**Point placement records:**
[start]

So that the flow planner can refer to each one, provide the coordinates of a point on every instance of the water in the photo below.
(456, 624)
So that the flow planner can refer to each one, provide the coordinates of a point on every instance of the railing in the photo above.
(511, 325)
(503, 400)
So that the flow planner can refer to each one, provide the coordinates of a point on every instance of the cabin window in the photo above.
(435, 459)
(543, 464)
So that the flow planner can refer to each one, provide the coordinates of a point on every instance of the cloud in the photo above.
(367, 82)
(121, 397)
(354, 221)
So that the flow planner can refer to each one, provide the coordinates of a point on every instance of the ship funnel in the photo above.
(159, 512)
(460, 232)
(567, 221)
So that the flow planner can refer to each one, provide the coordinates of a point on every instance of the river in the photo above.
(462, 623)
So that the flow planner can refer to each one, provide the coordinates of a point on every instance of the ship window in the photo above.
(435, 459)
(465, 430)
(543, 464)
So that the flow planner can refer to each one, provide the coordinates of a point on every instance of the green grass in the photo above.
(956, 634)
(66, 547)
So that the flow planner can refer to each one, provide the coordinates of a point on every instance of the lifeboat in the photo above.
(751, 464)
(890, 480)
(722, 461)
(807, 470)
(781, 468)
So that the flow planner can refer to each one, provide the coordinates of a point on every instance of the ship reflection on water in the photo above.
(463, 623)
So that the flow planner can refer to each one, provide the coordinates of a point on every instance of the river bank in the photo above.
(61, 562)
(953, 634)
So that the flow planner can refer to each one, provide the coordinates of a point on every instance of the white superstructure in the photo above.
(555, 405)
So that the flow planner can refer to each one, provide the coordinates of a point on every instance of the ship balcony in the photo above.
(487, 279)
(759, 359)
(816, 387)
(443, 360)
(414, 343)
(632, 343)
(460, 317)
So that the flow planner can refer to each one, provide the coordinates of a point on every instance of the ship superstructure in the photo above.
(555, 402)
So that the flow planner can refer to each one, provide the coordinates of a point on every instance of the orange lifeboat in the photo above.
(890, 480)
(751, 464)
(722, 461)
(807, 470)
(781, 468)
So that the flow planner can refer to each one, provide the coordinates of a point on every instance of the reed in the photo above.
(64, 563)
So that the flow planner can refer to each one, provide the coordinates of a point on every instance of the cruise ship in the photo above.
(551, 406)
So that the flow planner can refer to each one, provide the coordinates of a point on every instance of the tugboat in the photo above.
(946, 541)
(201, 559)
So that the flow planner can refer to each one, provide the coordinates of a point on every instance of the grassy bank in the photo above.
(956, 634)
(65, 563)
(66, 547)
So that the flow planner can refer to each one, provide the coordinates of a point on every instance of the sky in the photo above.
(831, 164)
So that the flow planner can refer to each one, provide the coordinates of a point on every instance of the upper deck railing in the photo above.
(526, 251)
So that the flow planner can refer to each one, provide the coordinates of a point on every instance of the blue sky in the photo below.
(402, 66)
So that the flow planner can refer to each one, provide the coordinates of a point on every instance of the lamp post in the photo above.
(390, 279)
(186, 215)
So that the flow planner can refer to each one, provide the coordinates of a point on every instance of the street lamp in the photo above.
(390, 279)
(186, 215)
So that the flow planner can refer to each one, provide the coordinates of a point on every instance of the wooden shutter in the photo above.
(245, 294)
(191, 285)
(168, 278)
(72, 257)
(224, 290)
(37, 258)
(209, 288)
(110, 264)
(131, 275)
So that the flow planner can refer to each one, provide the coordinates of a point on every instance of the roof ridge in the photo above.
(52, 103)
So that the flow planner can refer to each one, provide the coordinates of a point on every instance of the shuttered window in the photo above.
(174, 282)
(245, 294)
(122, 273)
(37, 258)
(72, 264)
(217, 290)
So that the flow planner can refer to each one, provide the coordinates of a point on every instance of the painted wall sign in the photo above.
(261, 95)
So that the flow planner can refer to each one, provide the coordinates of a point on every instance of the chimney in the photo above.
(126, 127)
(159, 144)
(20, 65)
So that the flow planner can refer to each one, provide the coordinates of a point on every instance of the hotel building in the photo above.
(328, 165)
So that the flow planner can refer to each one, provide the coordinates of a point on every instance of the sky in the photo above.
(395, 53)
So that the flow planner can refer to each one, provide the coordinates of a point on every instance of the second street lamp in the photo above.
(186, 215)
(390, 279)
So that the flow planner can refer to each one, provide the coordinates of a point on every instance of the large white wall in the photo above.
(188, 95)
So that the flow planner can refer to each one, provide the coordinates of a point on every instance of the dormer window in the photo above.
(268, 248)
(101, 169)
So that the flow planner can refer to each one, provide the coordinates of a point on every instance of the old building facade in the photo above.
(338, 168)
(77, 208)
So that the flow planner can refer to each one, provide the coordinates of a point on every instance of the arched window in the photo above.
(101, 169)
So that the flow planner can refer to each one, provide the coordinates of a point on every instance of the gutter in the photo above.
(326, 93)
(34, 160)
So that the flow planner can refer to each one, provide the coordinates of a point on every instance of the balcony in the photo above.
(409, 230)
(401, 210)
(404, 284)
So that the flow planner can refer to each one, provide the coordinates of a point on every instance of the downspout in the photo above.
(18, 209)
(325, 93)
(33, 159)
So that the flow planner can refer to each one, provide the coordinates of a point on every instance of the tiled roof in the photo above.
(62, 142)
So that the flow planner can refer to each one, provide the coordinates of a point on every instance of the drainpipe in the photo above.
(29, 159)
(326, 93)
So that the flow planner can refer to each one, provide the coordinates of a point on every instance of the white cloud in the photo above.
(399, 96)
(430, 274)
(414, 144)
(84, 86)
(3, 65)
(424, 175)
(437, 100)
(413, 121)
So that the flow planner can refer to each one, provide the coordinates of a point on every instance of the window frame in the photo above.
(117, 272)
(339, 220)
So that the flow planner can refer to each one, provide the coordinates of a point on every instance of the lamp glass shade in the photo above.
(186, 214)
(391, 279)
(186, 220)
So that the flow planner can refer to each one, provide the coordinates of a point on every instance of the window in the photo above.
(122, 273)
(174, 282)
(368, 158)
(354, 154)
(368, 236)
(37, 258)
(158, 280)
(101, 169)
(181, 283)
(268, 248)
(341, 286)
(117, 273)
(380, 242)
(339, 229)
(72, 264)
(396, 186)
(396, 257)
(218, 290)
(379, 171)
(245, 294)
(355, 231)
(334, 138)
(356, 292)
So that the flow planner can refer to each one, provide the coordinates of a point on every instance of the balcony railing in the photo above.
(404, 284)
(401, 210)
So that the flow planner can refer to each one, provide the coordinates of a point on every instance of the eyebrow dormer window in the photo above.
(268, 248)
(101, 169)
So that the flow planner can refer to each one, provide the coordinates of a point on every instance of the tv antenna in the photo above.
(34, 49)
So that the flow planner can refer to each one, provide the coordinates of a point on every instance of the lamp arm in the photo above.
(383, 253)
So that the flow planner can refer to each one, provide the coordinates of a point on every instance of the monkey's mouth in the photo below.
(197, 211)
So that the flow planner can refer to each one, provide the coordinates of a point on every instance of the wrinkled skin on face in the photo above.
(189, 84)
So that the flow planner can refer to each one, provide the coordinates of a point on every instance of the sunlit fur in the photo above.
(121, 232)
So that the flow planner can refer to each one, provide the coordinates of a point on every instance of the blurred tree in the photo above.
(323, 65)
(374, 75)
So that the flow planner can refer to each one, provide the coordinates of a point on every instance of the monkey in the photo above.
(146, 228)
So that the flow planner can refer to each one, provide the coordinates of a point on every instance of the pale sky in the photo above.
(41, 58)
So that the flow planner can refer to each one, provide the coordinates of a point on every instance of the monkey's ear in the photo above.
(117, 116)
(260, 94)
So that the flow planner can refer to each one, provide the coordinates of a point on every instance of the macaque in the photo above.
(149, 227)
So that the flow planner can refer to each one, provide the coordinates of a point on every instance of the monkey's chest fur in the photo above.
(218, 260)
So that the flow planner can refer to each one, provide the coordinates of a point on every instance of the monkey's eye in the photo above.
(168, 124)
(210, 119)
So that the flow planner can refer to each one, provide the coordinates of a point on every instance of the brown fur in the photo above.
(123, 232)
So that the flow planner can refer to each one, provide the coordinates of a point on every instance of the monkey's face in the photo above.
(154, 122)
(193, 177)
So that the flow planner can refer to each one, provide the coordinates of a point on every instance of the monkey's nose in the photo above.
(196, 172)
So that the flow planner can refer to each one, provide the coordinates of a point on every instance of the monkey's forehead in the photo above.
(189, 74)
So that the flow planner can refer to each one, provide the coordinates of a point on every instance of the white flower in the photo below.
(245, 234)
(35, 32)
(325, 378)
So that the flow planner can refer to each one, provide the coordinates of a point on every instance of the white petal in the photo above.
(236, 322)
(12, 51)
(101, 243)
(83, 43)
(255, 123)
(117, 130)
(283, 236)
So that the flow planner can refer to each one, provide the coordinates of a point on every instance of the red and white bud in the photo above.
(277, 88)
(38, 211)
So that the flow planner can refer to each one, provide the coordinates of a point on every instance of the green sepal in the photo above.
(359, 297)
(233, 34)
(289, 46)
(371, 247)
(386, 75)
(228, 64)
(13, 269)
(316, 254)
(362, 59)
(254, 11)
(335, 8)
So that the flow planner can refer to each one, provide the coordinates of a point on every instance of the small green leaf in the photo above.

[end]

**WRITTEN EXERCISE:**
Please retype, exactly as written, every line from the line containing "nose in the photo above." through the last line of the records above, including both of those lines, and nothing else.

**RESPONSE FOR THIS EXERCISE:**
So that the flow planner can refer to each one, provide the coordinates of a point on every instance of the monkey's nose in the photo above.
(196, 172)
So that the flow planner can refer to each one, provide the coordinates of a point on every instance of the monkey's forehead in the photo above.
(189, 74)
So that the flow planner can refer to each one, provide the coordinates of a point on every instance of the white flower in the photo below.
(245, 234)
(35, 32)
(325, 378)
So that the flow planner can refer to each one, provide the coordinates of a point on every instance of the white petal in the photo above.
(236, 322)
(12, 51)
(101, 243)
(83, 43)
(255, 123)
(117, 130)
(283, 236)
So that the flow planner can refer to each one, provide the coordinates of a point on every instance of the red and white bud in the photo above.
(277, 88)
(38, 211)
So that the flow planner can refer to each one, provide the coordinates of a point on every instance of the green sepal in the photo above.
(359, 297)
(233, 34)
(289, 46)
(371, 247)
(386, 75)
(228, 64)
(13, 269)
(316, 254)
(362, 59)
(254, 11)
(335, 8)
So that the flow planner can refer to each one, provide the coordinates of a point on every instance of the small green leaf in the photo above.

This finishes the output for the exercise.